▶ _Supplied records_:
+---+

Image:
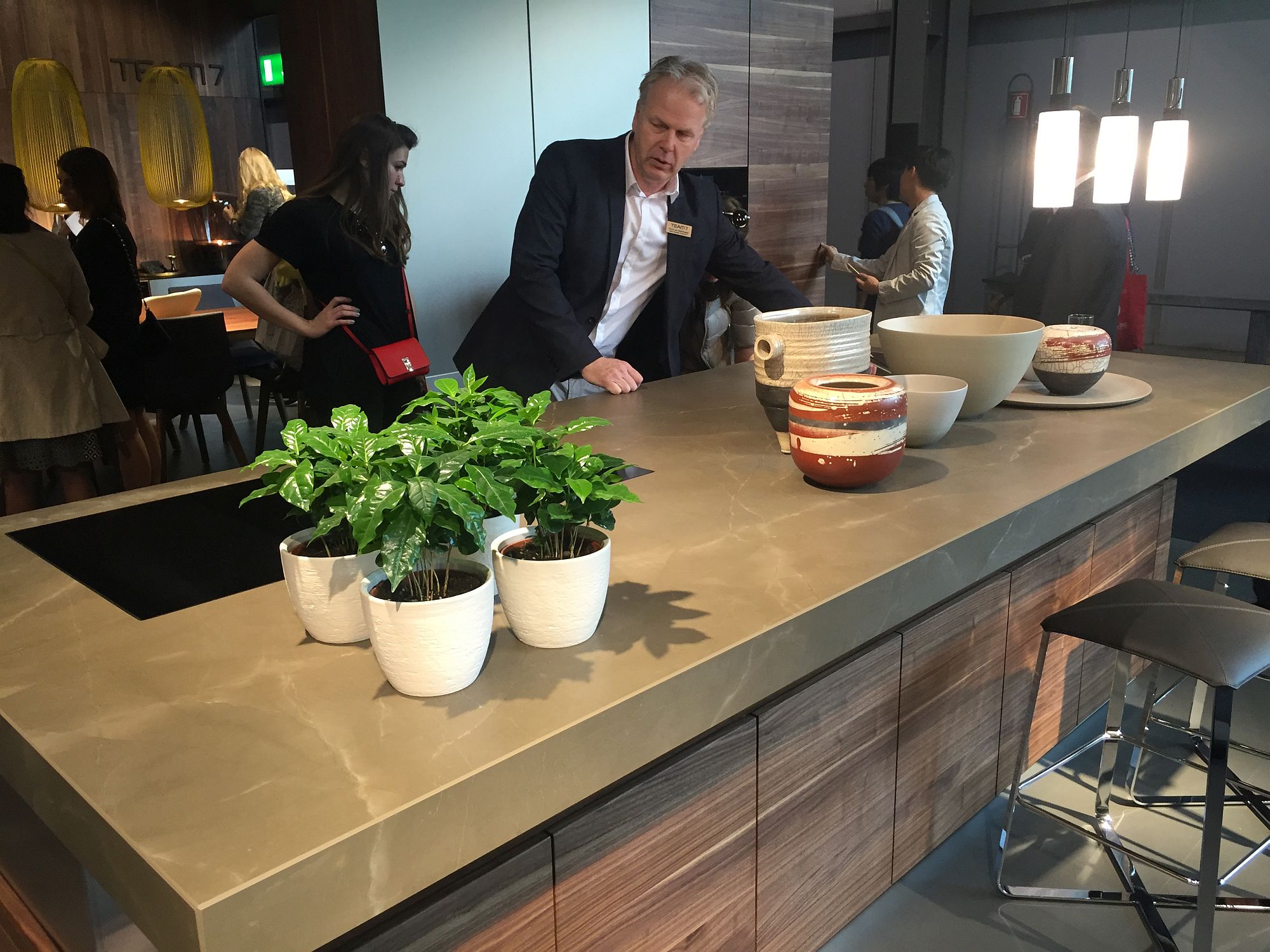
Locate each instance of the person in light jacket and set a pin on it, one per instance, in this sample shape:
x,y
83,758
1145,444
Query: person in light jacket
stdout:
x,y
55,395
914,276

+---+

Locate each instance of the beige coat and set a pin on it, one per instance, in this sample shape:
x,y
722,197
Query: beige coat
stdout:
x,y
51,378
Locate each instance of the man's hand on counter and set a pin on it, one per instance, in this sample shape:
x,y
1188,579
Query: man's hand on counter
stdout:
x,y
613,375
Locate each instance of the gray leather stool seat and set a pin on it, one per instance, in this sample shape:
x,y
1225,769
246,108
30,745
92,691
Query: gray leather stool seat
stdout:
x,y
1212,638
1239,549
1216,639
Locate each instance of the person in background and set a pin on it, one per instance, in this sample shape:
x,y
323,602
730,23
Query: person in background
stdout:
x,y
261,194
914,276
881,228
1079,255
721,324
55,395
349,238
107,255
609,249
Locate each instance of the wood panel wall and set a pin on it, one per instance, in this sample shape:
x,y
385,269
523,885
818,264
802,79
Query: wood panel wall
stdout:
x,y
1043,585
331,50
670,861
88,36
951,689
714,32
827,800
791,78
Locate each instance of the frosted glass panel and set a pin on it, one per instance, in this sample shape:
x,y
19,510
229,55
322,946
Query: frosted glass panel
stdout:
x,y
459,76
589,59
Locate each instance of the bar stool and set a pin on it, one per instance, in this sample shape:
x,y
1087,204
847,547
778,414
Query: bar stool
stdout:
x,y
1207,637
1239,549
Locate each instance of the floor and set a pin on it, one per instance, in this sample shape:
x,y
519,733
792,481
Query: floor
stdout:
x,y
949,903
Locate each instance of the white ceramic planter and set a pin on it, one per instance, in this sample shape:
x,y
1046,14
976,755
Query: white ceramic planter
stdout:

+---+

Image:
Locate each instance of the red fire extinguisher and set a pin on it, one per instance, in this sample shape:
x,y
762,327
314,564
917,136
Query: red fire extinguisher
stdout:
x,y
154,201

+---+

▶ _The problem_: Look for the string "shape" in the records, and copy every line where it is found.

▶ _Written response_:
Locate each instance of the person in light jacket and set a pin on it, one per instance, in this sample shape:
Locate each instance of the beige coat and set a pin on it, one per instance, in this sample shape:
Locate each instance of the man's hand on counter and set a pin on it, one per instance, in this sample shape:
Locate each instance of the gray leather stool seat and set a pin on it, one per instance, in this sample shape:
Locate each instance of the person in background and set a pin on it, one per instance, in this sample shape:
Locate each instance of the wood panel wall and set a pin on it, one per instance, in this sample shape:
Locate each instance of the frosted glass panel and set a pin on it, one per instance, in this sample shape:
Locate each instance of the bar stool and set a pin on it, one per instance, in this sample shape:
Locate each instance of the floor and set a pin on it, one per instance, in this sample shape:
Locate each instance of the white ceramic planter and set a pin on it, one per instance, in this sample shape:
Locate each instance of the red fire extinguisher and set a pin on it, one per instance, in this sample shape:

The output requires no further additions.